## BEGIN Exercise material
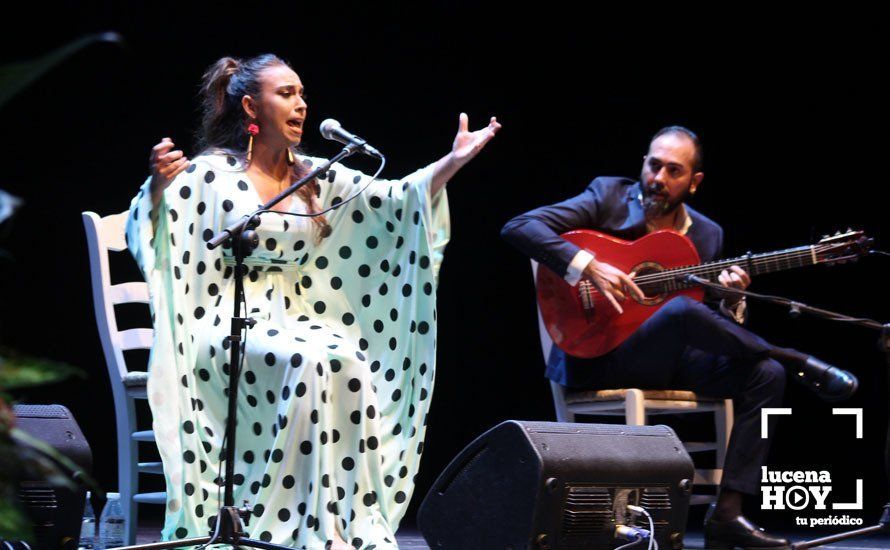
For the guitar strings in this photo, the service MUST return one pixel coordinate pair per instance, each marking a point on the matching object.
(783, 259)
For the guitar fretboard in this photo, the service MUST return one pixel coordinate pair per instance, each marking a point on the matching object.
(669, 280)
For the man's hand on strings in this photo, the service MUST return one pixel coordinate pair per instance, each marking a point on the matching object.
(734, 277)
(613, 283)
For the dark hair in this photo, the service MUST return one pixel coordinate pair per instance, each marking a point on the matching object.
(224, 121)
(698, 160)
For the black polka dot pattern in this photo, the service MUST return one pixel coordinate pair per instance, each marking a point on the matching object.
(345, 328)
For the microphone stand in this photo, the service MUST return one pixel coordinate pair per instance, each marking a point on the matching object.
(795, 309)
(228, 527)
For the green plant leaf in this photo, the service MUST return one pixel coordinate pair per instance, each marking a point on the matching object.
(47, 463)
(21, 371)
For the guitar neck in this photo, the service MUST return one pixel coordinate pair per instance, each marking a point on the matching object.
(754, 264)
(669, 280)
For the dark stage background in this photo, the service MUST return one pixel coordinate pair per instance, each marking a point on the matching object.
(791, 111)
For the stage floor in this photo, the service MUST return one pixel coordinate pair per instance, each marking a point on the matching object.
(409, 538)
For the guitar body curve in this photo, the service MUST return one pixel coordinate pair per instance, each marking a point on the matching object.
(588, 325)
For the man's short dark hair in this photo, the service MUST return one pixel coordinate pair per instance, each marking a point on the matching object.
(697, 161)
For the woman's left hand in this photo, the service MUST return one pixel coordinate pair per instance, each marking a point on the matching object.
(468, 144)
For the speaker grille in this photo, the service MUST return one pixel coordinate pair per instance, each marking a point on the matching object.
(38, 495)
(40, 411)
(587, 511)
(655, 498)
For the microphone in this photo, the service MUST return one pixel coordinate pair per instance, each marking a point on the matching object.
(628, 532)
(331, 129)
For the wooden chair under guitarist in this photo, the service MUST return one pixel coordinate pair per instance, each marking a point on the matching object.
(638, 405)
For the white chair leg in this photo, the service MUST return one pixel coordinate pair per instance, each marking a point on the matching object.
(635, 408)
(559, 403)
(127, 470)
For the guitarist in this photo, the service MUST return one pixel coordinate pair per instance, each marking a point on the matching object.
(686, 344)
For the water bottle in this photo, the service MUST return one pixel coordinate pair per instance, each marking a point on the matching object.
(111, 523)
(88, 526)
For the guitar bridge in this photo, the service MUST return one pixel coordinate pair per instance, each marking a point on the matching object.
(585, 292)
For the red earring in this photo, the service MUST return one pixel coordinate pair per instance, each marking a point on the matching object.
(253, 130)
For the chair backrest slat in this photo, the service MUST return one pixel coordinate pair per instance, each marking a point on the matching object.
(104, 235)
(135, 338)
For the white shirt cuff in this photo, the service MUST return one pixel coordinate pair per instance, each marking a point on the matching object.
(737, 313)
(576, 267)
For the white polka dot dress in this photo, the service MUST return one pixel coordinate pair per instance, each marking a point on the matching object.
(338, 370)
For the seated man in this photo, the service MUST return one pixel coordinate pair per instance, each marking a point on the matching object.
(685, 344)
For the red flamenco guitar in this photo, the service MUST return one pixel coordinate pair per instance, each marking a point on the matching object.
(583, 323)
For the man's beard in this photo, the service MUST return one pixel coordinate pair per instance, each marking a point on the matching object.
(656, 205)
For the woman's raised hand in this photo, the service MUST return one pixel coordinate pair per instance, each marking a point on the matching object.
(467, 144)
(165, 164)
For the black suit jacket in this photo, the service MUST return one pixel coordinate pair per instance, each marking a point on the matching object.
(611, 205)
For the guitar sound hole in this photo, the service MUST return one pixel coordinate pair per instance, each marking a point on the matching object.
(654, 291)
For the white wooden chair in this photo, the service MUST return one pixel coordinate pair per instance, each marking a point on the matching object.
(637, 405)
(104, 235)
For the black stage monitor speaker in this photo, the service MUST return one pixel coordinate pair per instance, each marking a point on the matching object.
(554, 485)
(55, 512)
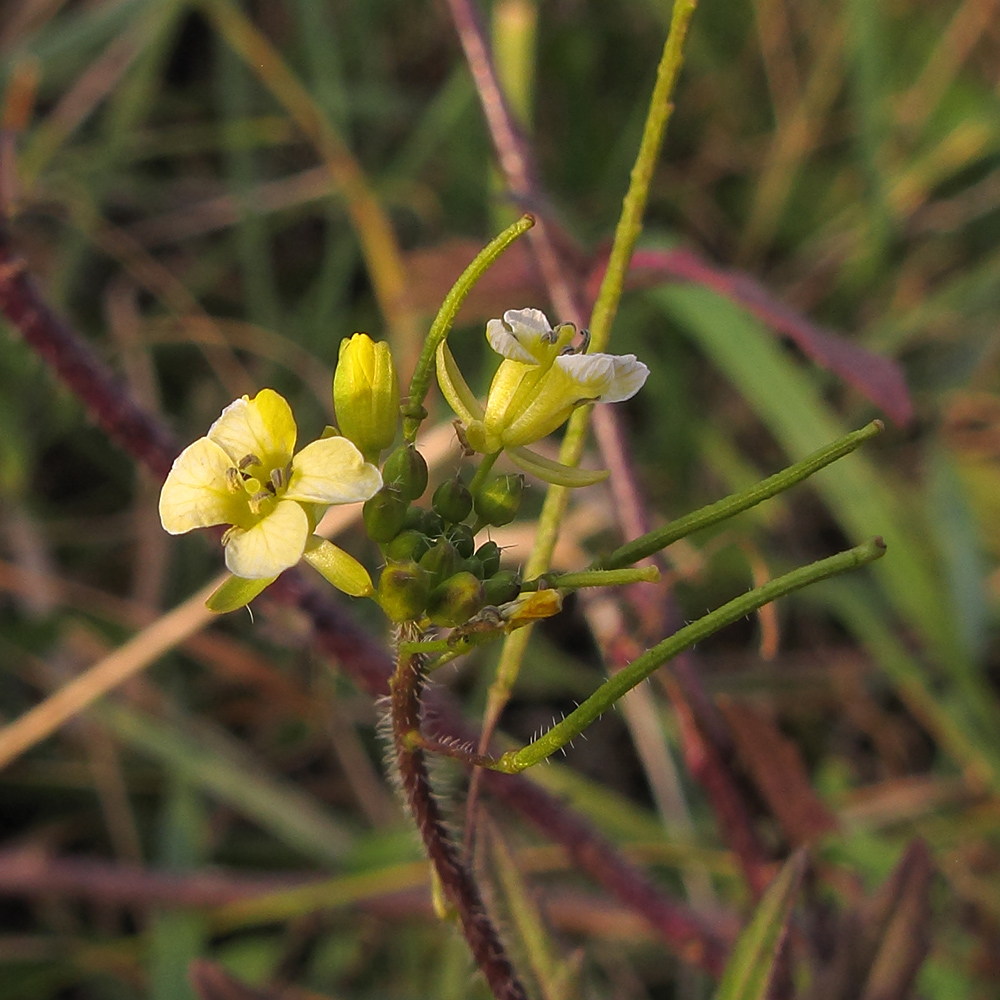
## END Exercise material
Request: Count how many lines in the material contain the string "microphone", treating uppercase and lowercase letters as distinct. Reply with the number alone.

Answer to this problem: 2